Following the same procedure as was used in Example 3 above, two carbonate cores were placed in a cell with polylactic acid beads and water. A hexagonal metal bolt head had been placed between the faces of the two cores. After the polylactic acid beads were hydrolyzed, the cores were inspected. The area where the bolt head had been placed was unaffected by the acid while the rest of the surface was etched.

Claims

1. A method of acidizing a subterranean formation, comprising:

creating a fracture in the subterranean formation penetrated by a wellbore;
masking a portion of a face of the fracture with a protecting material to create a balance of masked and unmasked areas along the fracture face;
etching the unmasked areas with an acid in the absence of a proppant;
removing, degrading, dissolving, or hydrolyzing the protecting material; and
forming at least one supporting pillar, comprising formation material, in the fracture to help keep the fracture open.

2. The method of claim 1, wherein the protecting material is soft and deformable particles.

3. The method of claim 1, wherein the protecting material is non-deformable particles having large aspect ratios.

4. The method of claim 1, wherein the protecting material is in a shape of ribbon, film, sheet, flake, platelet, and mixtures thereof.

**INFORMATION PROVIDED**.
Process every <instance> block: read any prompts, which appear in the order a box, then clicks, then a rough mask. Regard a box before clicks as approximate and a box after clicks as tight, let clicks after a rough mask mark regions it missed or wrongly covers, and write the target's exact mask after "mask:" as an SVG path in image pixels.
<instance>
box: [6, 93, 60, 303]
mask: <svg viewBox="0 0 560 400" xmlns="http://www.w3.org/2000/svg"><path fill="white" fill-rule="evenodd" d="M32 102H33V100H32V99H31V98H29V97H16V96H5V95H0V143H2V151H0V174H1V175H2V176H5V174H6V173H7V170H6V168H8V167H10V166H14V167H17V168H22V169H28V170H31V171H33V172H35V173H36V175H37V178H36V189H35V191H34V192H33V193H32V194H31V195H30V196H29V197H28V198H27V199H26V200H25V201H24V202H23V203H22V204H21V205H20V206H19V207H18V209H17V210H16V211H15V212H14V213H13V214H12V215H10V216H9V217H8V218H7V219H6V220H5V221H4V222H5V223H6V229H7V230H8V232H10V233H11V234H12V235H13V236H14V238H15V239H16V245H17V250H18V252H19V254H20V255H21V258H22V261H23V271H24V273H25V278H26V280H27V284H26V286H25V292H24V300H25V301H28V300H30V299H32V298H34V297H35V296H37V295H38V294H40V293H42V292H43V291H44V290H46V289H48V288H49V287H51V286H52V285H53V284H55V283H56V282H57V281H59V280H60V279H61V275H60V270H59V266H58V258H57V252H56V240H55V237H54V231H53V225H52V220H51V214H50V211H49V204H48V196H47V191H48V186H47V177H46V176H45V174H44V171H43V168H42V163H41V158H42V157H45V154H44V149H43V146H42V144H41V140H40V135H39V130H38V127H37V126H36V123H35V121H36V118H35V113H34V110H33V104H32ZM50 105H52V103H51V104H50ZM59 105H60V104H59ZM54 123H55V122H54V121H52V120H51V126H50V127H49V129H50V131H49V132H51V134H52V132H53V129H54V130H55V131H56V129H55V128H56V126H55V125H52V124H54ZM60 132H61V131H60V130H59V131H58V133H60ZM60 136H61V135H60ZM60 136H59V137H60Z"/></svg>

**COMPLETE THE FOLLOWING**.
1: In the acidizing patent excerpt, what object was placed between the faces of the two carbonate cores?
2: Summarize the acidizing patent excerpt in two sentences.
3: Carry the acidizing patent excerpt forward, starting right after its last claim.
The material has no connection to the acidizing patent excerpt.

**ACTIVITY ANSWERS**.
1: A hexagonal metal bolt head was placed between the faces of the two cores.

2: After polylactic acid beads were hydrolyzed around two carbonate cores with a hexagonal metal bolt head between their faces, the area under the bolt head was unaffected while the rest of the surface was etched. The claims set out a method of acidizing a subterranean formation: create a fracture, mask part of its face with a protecting material, etch the unmasked areas with acid in the absence of proppant, remove or break down the protecting material, and form at least one supporting pillar of formation material to help keep the fracture open.

3:
5. The method of claim 1, wherein the protecting material is selected from the group consisting of glass, phenol formaldehyde polymer, wax, natural rubber, synthetic rubber, vermiculite, organic seeds, organic shells, mica, cellophane flakes, starch, rock salt, metals, naphthalene and mixtures thereof.

6. The method of claim 1, wherein the acid is a hydrolyzed product of particles of a solid acid-precursor.

7. The method of claim 6, wherein the solid acid-precursor is selected from the group consisting of lactide, glycolide, polylactic acid, polyglycolic acid, copolymers of polylactic acid and polyglycolic acid, copolymers of glycolic acid with other hydroxy-, carboxylic acid-, or hydroxycarboxylic acid-containing moieties, copolymers of lactic acid with other hydroxy-, carboxylic acid-, or hydroxycarboxylic acid-containing moieties, and mixtures thereof.

8. The method of claim 7, wherein said solid acid-precursor is polylactic acid.

9. The method of claim 7, wherein said solid acid-precursor is polyglycolic acid.

10. The method of claim 6 wherein said solid acid-precursor has a shape selected from the group consisting of beads, ribbons, platelets, fibers and mixtures thereof.

11. The method of claim 6, wherein said solid acid-precursor is coated to hinder hydrolysis.

12. The method of claim 1, wherein the protecting material and the acid are introduced into the subterranean formation in a single fluid.

13. The method of claim 12, wherein the fluid further comprises a viscosifying agent.

14. The method of claim 12, wherein the fluid further comprises an agent capable of dissolving at least one component of said formation.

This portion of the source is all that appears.